(TASK GOAL) Please copy each of the entries below word for word, leaving out the pictures.

(RECORD EXTRACTS)
** Start **

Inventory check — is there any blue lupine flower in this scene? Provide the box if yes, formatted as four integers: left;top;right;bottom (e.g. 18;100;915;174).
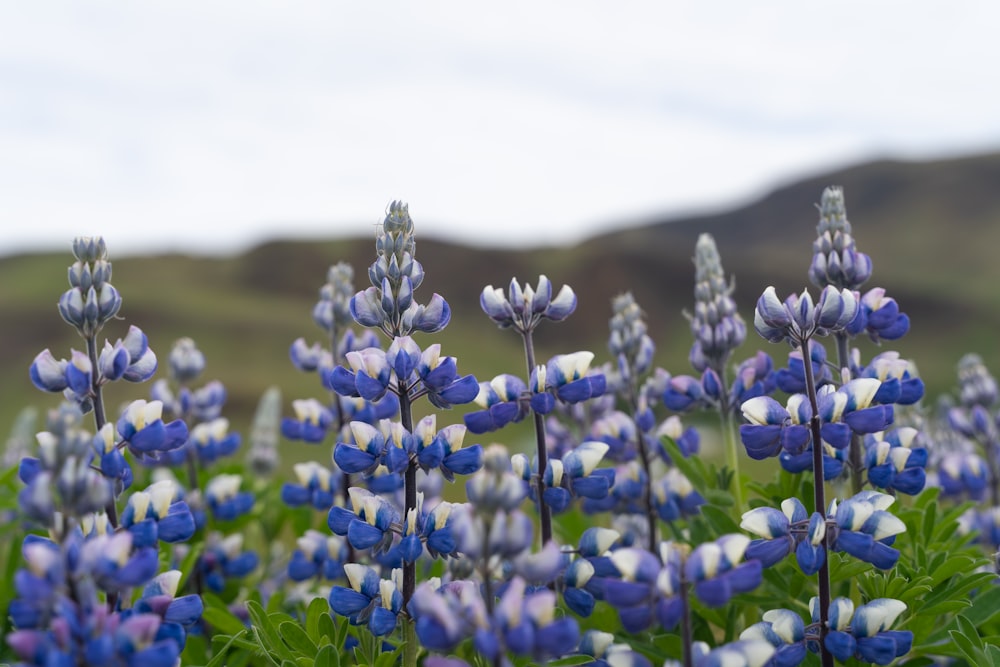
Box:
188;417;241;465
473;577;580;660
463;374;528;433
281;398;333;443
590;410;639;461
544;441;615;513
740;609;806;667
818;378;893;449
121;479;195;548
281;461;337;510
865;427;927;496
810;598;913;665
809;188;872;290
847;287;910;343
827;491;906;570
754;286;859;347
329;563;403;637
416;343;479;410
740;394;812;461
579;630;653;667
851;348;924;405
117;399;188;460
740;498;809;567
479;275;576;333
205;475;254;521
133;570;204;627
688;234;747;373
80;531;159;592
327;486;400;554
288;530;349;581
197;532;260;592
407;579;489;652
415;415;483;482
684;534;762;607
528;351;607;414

** End **

(FINISHED EXERCISE)
Inventory check — is there any blue lupine flower in this scene? Provide the box if yes, formatted as four integers: left;top;right;bottom (e.g. 18;100;915;174).
Box:
188;417;241;465
473;577;580;660
463;374;528;433
281;398;333;443
590;410;639;461
544;441;615;513
740;609;806;667
818;378;893;449
121;479;195;548
281;461;337;510
865;427;927;496
810;598;913;665
809;188;872;290
847;287;910;343
827;491;906;570
754;286;859;347
329;563;403;637
416;343;479;410
740;394;812;461
579;630;653;667
851;348;924;405
117;399;188;460
740;498;809;567
479;275;576;333
205;475;254;521
133;570;204;627
688;234;747;373
80;531;159;592
327;486;400;554
288;530;349;581
197;532;260;592
407;579;489;652
415;415;483;482
684;534;762;607
528;351;607;414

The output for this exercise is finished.